Task data:
* * * * * * *

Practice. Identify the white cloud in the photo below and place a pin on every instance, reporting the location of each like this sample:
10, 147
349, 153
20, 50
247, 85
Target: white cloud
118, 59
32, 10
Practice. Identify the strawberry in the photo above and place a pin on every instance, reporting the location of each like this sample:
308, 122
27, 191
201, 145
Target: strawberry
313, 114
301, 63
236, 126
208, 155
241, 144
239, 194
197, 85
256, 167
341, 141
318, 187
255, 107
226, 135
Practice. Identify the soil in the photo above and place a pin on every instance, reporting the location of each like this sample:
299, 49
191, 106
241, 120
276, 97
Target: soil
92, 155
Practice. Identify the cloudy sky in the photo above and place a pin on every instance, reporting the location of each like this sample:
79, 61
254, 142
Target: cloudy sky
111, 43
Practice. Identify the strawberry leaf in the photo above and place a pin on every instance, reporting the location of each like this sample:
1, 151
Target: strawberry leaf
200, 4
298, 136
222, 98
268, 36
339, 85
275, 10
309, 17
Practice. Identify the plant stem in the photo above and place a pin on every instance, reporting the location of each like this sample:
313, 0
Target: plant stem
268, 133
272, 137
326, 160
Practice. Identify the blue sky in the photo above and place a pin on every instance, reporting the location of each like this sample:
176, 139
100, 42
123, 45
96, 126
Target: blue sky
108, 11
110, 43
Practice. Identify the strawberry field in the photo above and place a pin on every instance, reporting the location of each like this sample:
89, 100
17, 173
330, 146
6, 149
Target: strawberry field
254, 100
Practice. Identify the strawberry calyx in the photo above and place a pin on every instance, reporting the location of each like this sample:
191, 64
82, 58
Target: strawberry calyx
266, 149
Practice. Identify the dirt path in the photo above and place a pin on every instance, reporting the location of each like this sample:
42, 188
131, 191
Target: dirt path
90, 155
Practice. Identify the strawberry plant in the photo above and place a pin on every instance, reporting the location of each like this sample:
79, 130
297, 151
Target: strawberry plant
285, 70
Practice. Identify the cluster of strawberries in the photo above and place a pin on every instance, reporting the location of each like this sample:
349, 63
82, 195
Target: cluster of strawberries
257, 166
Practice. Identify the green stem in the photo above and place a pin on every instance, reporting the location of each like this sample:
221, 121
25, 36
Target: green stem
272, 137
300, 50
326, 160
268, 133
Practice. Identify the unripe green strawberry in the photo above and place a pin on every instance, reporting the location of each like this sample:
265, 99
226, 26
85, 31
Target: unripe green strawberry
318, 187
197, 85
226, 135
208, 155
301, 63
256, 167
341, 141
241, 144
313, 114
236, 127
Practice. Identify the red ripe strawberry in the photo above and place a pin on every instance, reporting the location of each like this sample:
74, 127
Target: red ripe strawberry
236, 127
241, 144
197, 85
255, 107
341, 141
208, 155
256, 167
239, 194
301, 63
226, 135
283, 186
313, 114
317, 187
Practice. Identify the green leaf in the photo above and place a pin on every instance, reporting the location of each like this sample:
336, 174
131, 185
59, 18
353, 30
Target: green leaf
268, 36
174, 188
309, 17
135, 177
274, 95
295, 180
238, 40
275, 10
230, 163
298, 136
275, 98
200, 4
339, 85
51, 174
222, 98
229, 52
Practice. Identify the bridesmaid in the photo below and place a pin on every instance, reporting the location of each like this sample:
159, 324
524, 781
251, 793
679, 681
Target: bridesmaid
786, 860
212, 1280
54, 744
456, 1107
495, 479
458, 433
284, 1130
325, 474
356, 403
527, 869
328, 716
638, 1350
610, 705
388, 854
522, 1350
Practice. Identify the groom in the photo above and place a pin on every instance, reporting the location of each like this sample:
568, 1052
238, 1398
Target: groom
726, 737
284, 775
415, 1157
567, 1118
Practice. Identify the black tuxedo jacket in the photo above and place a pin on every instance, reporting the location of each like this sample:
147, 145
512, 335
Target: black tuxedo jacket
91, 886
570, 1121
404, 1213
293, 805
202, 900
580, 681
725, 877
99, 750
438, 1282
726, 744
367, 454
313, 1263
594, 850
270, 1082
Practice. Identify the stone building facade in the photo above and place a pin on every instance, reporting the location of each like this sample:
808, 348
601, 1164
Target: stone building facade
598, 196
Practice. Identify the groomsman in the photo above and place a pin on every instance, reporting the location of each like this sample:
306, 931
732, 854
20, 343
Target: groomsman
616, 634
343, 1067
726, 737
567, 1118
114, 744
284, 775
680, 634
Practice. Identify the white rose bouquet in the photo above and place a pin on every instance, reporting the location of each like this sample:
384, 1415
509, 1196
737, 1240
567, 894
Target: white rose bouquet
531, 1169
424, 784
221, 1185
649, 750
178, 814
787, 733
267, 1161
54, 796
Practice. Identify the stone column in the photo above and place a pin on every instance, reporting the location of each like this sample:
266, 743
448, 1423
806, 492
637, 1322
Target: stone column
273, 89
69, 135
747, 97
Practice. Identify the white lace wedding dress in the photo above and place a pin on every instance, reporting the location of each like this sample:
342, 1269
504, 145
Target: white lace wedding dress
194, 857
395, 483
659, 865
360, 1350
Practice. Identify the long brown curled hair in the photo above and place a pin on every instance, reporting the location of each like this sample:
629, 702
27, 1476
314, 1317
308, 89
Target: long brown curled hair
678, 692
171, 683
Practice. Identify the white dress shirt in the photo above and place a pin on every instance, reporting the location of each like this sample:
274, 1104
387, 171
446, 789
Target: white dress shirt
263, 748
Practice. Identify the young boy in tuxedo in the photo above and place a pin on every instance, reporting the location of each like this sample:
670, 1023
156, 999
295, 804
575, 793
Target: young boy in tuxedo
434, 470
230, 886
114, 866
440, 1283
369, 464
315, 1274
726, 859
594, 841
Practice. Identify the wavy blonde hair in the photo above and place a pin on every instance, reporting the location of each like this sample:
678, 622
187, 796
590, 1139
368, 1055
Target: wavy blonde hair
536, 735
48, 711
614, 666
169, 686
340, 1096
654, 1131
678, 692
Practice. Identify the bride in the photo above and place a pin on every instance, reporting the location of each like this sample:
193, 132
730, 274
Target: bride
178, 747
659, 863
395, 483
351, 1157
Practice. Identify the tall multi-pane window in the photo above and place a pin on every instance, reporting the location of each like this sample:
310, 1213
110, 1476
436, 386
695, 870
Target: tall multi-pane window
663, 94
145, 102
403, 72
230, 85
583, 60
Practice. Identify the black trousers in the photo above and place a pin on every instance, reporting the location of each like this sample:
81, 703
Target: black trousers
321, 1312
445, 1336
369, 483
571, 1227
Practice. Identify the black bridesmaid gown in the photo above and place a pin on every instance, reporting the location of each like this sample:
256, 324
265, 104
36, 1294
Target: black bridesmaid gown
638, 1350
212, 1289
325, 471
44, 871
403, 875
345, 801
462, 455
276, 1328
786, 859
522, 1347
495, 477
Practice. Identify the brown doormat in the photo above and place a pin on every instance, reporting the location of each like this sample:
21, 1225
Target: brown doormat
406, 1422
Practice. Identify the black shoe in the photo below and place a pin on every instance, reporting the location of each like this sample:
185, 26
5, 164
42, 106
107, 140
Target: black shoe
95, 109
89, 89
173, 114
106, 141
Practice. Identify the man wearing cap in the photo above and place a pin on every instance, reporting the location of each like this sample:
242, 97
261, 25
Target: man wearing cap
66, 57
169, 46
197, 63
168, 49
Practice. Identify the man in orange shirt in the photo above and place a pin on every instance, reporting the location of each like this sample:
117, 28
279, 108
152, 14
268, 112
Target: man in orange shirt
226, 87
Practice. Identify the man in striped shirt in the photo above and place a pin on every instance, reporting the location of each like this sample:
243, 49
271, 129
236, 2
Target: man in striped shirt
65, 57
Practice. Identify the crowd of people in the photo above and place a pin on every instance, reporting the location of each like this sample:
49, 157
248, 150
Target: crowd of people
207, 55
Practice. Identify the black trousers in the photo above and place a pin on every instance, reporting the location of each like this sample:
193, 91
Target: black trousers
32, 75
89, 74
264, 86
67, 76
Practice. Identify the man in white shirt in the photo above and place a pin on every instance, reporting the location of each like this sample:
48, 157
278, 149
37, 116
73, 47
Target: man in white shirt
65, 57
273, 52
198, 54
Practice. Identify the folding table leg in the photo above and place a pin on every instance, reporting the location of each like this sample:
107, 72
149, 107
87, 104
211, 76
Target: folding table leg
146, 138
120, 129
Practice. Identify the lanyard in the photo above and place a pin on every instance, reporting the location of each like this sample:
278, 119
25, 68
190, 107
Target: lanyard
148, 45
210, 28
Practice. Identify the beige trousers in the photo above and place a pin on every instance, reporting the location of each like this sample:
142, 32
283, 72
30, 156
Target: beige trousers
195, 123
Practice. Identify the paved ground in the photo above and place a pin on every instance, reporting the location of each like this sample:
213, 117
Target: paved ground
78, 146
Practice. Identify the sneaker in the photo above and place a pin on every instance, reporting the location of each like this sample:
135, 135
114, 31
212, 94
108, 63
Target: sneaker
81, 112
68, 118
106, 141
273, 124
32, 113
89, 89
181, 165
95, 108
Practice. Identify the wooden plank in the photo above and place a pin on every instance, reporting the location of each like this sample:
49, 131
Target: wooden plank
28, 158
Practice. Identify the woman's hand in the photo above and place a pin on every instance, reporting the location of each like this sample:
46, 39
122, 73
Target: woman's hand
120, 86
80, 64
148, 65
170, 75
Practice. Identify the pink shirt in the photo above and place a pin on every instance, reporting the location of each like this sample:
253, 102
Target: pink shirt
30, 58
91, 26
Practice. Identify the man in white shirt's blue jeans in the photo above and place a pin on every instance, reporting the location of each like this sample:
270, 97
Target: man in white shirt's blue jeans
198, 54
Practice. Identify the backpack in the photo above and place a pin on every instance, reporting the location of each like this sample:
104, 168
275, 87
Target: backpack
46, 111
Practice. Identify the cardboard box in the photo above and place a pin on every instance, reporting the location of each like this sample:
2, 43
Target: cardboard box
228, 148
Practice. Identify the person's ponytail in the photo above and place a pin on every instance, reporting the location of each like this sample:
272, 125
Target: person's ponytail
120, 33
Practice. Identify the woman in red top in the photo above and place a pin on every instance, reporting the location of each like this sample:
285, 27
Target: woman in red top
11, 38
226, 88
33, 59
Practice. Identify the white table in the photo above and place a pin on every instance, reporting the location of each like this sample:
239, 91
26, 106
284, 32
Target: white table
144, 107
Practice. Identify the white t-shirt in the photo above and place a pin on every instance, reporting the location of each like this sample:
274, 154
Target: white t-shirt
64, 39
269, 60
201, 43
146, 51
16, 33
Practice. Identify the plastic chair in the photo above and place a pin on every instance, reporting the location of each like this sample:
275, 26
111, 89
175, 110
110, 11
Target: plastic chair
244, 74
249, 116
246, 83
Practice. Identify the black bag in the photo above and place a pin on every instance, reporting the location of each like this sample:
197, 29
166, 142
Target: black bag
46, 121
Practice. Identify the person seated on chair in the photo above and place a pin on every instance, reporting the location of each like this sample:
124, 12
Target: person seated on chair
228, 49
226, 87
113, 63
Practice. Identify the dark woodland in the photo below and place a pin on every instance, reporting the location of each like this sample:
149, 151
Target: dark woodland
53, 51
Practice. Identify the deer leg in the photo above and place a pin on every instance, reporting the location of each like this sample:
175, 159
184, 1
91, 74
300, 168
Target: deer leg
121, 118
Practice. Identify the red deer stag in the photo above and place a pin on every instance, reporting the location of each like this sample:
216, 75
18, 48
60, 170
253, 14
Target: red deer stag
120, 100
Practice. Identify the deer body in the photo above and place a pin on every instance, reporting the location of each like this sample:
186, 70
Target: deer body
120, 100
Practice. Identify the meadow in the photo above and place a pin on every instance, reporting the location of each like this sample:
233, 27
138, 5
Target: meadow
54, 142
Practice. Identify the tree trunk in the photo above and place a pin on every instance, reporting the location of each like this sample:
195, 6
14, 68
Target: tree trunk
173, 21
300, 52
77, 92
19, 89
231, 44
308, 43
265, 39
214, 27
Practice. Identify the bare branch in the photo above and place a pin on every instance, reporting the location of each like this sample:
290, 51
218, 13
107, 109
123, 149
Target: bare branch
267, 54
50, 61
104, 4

* * * * * * *

Exactly and only the lines from the line containing "Practice. Identify the deer leg" through the last line of the entries should be copied, both ends included.

Practice. Identify the deer leg in the photo above and place a pin on every instance, reporting the location of each like this sample:
175, 159
184, 1
91, 74
300, 168
Target: deer leg
121, 118
Practice. Identify the red deer stag in the photo above and place a pin on every instance, reporting the location of each like this sample:
216, 75
18, 48
60, 170
253, 14
Target: red deer stag
120, 100
Practice. Identify the deer body in the photo above and place a pin on every instance, reporting the location of each like this sample:
186, 70
Target: deer body
120, 100
Practice. Identify the meadow in the photo above and place a pin on every instance, reporting the location of each like this sample:
233, 27
138, 5
Target: meadow
54, 142
Practice. Identify the tree trunk in the photo above and place a pin on every instance, reporting the location of each like this sample:
195, 6
14, 68
Target: tree trunk
173, 21
300, 52
77, 92
19, 89
231, 44
308, 43
265, 39
214, 27
Practice. Identify the bare branch in the photo above and place a pin on every instance, reporting the location of each like this sample:
290, 51
218, 13
107, 109
123, 149
Target: bare branch
267, 54
50, 61
104, 4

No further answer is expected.